What is needed: Copy all the lines of the items below word for word, leaving out the pictures.

··· Data to use ···

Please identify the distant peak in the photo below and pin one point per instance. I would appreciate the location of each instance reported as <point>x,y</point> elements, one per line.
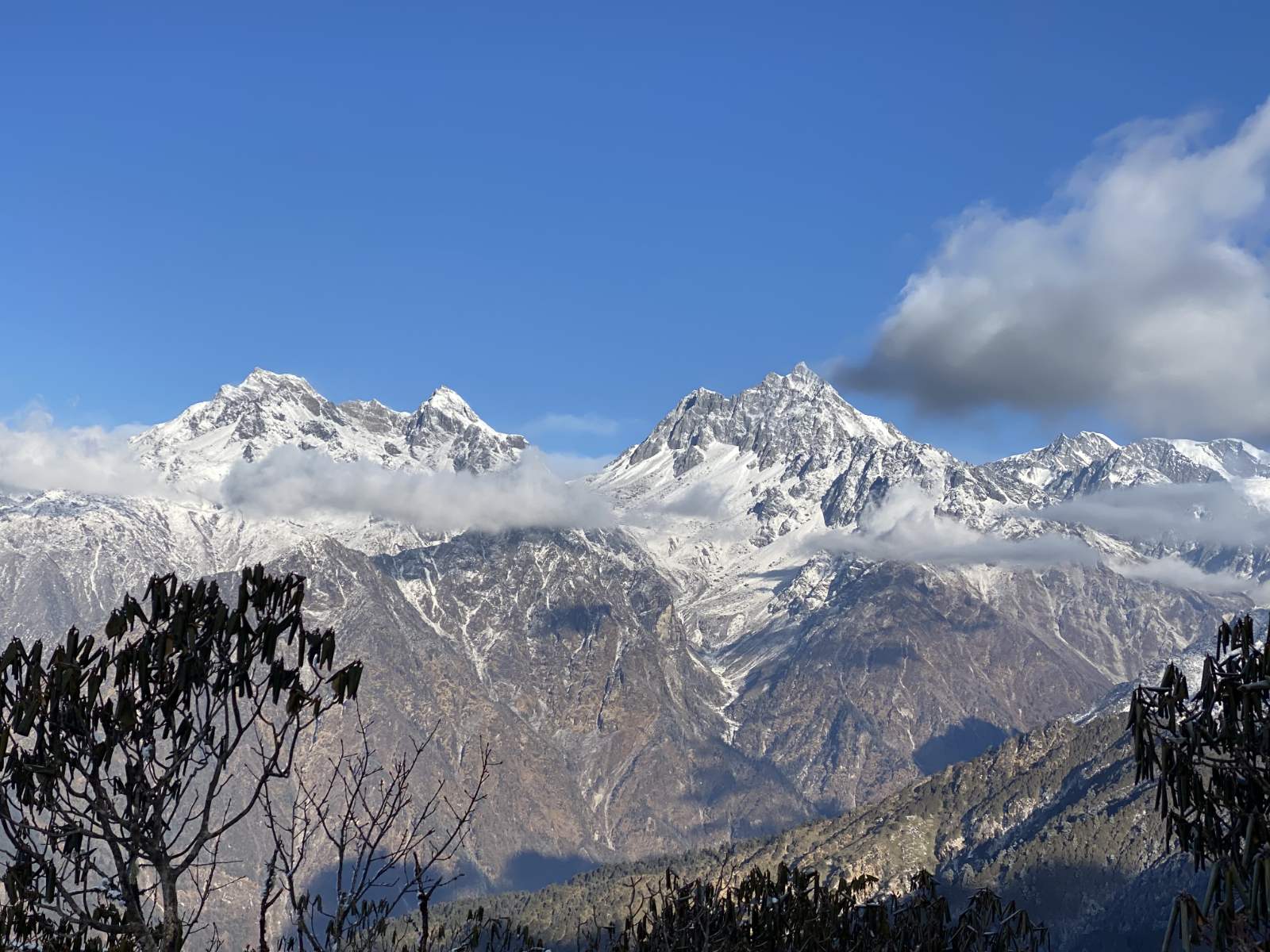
<point>802,372</point>
<point>448,401</point>
<point>1085,438</point>
<point>260,380</point>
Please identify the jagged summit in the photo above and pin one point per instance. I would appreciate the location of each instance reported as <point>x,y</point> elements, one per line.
<point>795,418</point>
<point>267,410</point>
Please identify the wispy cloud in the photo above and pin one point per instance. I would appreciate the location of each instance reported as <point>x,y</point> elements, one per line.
<point>1142,290</point>
<point>906,527</point>
<point>572,466</point>
<point>37,456</point>
<point>591,424</point>
<point>1210,513</point>
<point>291,482</point>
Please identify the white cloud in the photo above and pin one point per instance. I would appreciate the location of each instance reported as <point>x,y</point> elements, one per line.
<point>296,484</point>
<point>906,527</point>
<point>37,456</point>
<point>1142,290</point>
<point>572,466</point>
<point>1175,573</point>
<point>591,424</point>
<point>1212,513</point>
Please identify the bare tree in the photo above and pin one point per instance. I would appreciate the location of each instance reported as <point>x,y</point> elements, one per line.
<point>1208,750</point>
<point>121,757</point>
<point>365,825</point>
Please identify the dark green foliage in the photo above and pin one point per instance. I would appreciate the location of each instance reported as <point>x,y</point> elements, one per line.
<point>783,912</point>
<point>795,911</point>
<point>1210,754</point>
<point>126,758</point>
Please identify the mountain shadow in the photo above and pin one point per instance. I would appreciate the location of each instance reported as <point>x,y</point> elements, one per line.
<point>530,869</point>
<point>962,742</point>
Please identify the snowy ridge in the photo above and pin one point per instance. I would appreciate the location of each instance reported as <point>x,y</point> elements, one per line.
<point>268,410</point>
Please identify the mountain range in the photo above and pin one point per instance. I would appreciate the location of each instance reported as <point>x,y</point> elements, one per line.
<point>776,607</point>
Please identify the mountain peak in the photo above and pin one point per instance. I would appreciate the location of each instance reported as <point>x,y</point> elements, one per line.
<point>446,401</point>
<point>797,419</point>
<point>262,381</point>
<point>267,410</point>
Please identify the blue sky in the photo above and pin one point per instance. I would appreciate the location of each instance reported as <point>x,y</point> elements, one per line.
<point>558,209</point>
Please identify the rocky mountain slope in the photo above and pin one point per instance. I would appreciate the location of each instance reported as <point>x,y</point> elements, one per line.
<point>774,628</point>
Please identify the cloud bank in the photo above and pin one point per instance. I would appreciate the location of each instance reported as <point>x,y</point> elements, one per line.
<point>1142,290</point>
<point>1210,513</point>
<point>906,527</point>
<point>291,482</point>
<point>36,456</point>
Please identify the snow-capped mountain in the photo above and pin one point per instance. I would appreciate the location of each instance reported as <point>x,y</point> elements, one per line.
<point>268,410</point>
<point>734,654</point>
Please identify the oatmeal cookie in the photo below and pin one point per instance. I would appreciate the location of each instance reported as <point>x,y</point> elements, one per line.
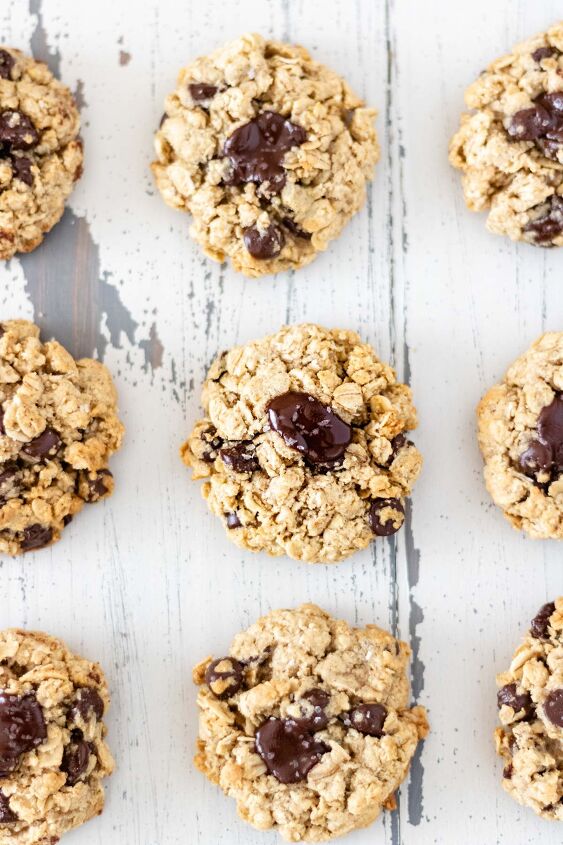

···

Exercise result:
Please identify the distant peak in the photo below and pin one point per instance. I would appreciate the location of each instance reported as <point>x,y</point> elements, one per line.
<point>802,372</point>
<point>448,401</point>
<point>1085,438</point>
<point>260,380</point>
Please identify the jagged summit in the photo above and pin one point per instance. I would appreciate the location of each instance reported as <point>x,y</point> elements, one per line.
<point>795,418</point>
<point>267,410</point>
Please identify the wispy cloud in the photo above and pin one point per instance. I would appreciate the location of each instance reported as <point>x,y</point> elements, one per line.
<point>1142,290</point>
<point>906,527</point>
<point>572,466</point>
<point>37,456</point>
<point>591,424</point>
<point>1210,513</point>
<point>291,482</point>
Please identify the white cloud in the photo above and pin one point per instance. I would appreciate the location of each instance reported as <point>x,y</point> elements, one per line.
<point>296,484</point>
<point>906,527</point>
<point>37,456</point>
<point>1142,290</point>
<point>572,466</point>
<point>1175,573</point>
<point>591,424</point>
<point>1212,513</point>
Please identify the bare tree in the photo above and pin one point per instance. I would appreciate the location of each instance reported as <point>x,y</point> elements, one per line.
<point>1208,750</point>
<point>121,757</point>
<point>365,825</point>
Please identify the dark green foliage in the photo above and pin one point per instance. I would appreciate the location of each instance reported as <point>x,y</point> elements, one per line.
<point>783,912</point>
<point>795,911</point>
<point>1210,754</point>
<point>126,758</point>
Please identify the mountain shadow in the photo above and pin one point per instance. I would appreciate the location of each instance reported as <point>x,y</point> elements, one per line.
<point>530,869</point>
<point>962,742</point>
Please identify the snowy ridge in the photo above and pin one point per instance. I would appreciate the location of each instance reported as <point>x,y</point> elements, one per line.
<point>268,410</point>
Please identify the mountain range in the photo above and pin one point per instance. I would appreciate the location of each instance reported as <point>x,y</point> elements, one per line.
<point>776,607</point>
Please identify the mountain peak in the photo above and pin one point per instance. I would appreciate the location of each instance reported as <point>x,y</point> elements, one per line.
<point>446,401</point>
<point>797,419</point>
<point>262,381</point>
<point>267,410</point>
Please identify the blue sky in the photo above and pin one point per instance. I would appreciate the location of each instance reported as <point>x,y</point> elements, one per line.
<point>558,209</point>
Please identify the rocky mountain slope in the photo above and pin one point per instance. I would appreciate the location of each instance reported as <point>x,y</point> elements, one per line.
<point>774,628</point>
Please identify the cloud bank in the photo above and pin one point per instance. I would appreciate the location of each instance reported as <point>x,y</point> elements, one per line.
<point>1142,290</point>
<point>1210,513</point>
<point>906,527</point>
<point>291,482</point>
<point>36,456</point>
Please identify the snow-capped mountain in the photo above and pin one point per instance. I would appreciate the location of each instance reported as <point>x,y</point> elements, one per line.
<point>268,410</point>
<point>734,654</point>
Please identify the oatmeal cookie in the photo below and pin one point per instance. I would appreciate the location of each instance reported as <point>x,y</point> elements, one per line.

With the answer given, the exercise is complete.